--- The data Enclosed Below ---

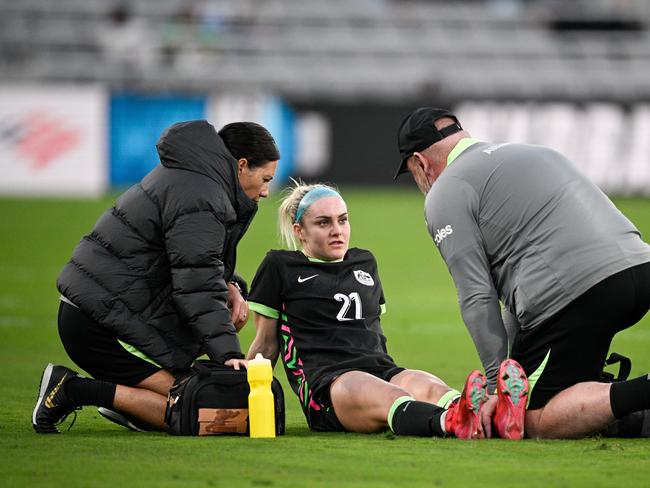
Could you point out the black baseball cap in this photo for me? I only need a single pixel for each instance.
(418, 131)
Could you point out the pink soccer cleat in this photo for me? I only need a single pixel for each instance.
(462, 419)
(512, 394)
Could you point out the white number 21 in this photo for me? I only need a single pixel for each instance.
(347, 301)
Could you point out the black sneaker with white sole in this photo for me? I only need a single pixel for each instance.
(53, 406)
(124, 420)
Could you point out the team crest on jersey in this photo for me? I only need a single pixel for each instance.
(364, 278)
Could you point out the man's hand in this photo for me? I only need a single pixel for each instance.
(487, 412)
(238, 307)
(237, 363)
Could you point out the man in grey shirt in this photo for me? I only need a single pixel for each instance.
(520, 225)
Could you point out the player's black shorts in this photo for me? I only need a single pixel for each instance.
(572, 346)
(324, 419)
(94, 349)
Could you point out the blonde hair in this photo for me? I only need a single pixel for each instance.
(292, 196)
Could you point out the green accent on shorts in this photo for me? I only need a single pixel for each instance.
(396, 405)
(137, 353)
(532, 379)
(460, 147)
(264, 310)
(446, 399)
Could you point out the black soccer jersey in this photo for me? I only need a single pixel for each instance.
(328, 316)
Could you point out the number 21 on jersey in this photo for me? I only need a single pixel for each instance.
(348, 300)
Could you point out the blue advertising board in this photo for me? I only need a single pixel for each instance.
(136, 123)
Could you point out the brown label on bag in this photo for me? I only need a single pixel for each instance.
(215, 421)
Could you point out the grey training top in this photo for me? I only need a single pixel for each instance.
(520, 224)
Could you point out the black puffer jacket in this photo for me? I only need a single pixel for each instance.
(155, 267)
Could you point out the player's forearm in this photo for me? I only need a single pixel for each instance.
(483, 320)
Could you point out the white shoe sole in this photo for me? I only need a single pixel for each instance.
(45, 380)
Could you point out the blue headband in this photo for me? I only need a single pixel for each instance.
(311, 197)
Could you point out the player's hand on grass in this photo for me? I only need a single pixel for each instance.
(237, 363)
(487, 412)
(238, 307)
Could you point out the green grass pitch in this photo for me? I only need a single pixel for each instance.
(424, 331)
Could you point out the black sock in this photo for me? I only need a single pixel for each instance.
(412, 417)
(86, 391)
(630, 396)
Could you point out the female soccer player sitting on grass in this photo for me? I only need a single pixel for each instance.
(318, 308)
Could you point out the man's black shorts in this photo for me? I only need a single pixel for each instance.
(94, 349)
(324, 419)
(572, 346)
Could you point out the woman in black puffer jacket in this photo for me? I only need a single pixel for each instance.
(153, 286)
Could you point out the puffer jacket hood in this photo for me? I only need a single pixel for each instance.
(195, 146)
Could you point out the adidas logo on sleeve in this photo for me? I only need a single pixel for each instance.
(441, 234)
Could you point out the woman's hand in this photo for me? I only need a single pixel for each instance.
(237, 363)
(238, 307)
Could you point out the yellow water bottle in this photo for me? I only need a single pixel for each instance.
(261, 409)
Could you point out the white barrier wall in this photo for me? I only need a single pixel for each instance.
(53, 140)
(608, 142)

--- End of Enclosed The data ---

An exact restatement of the entries above is needed; no picture may appear in it.

**Response**
Could you point out the black baseball cap in this photo for me? I only need a single pixel for each instance.
(418, 131)
Could you point out the pink soccer cleat in this photo for me? I only need a single pixel for each instance.
(462, 419)
(512, 394)
Could you point out the white number 21 in this photo for me? I only need a single pixel for each instance.
(347, 301)
Could you point out the black sneaker with white sole in this photo for me? I only need a single pixel for each instance.
(53, 406)
(124, 420)
Could you point out the team crest on jersey in this photo for me? I only need a single pixel for each instance.
(364, 278)
Could you point out the man's hand in this photo for me? I only need a single pixel for each instance.
(487, 412)
(238, 307)
(237, 363)
Could you point out the man in grey shirt in this photo for me? I only need a single pixel for each instance.
(520, 225)
Could you point out the player's black shorts in this photo for me? I only need a single pixel for each instance.
(572, 346)
(324, 419)
(94, 349)
Could you point out the blonde hair in this photo for me? I only need a single pixel for each instance.
(292, 196)
Could you point out the green accent on shorts in this photo for me? I only need a single pixel for each instance.
(396, 405)
(137, 353)
(532, 379)
(460, 147)
(264, 310)
(446, 399)
Could you point out the black soccer jersey in this photo for me? I only need a single pixel for each instance.
(328, 316)
Could you point out the number 21 on jersey in this photo for me? I only need a single pixel for each instance.
(348, 300)
Could you point out the blue advertising board in this photo for me? I only need a single pixel for each instance.
(136, 123)
Could you point out the brown label on bag in this photo for me? I only need a single pixel for each instance.
(215, 421)
Could you point out the grey training top in this photo for me? I only need a single pixel for each instance.
(520, 224)
Could you point out the black puffer jacket in this photo for me? I only need a single pixel for each instance.
(155, 267)
Could you point out the player's forearm in this photo for me? I only need a single pixel for each instance.
(483, 320)
Could you point out the white shoe sole in this photo for me? I only need a single pixel for each instance.
(45, 380)
Could you point out the blue headband in this photo for me? I only need a single pixel for each instance.
(311, 197)
Could you point out the player's hand on grass in this photo for me? I only need a single pixel for each instance.
(237, 363)
(487, 412)
(238, 307)
Could you point out the green grass pitch in this photo for me? I only need a single pixel for each instance.
(424, 331)
Could you point out the black sock in this photo for me? I only need a single pixel for each instance.
(412, 417)
(86, 391)
(630, 396)
Could you point out the female soccer player sitting on grass in this photo for me? I only need a single pixel for each instance.
(318, 308)
Could you point out the man's black shorts in this photo for me? I only need a single pixel for each instance.
(94, 349)
(324, 419)
(572, 346)
Could you point out the woman in black puffer jacket in this photo for me? I only need a single pixel for each instance.
(153, 286)
Could you point out the puffer jacket hood in this photo for me? I only need a single pixel for each instance.
(195, 146)
Could you point out the adidas logo on sleeve in this photo for me? I only need a single pixel for each instance.
(441, 234)
Could you point out the woman's hand in this photo for me? I only need a single pixel for each instance.
(237, 363)
(238, 307)
Could you point out the yellow water bottle in this photo for me? I only need a single pixel for each instance.
(261, 409)
Could you point out the white barrier wall in this photo for me? I only need a single pixel for each instance.
(53, 140)
(608, 142)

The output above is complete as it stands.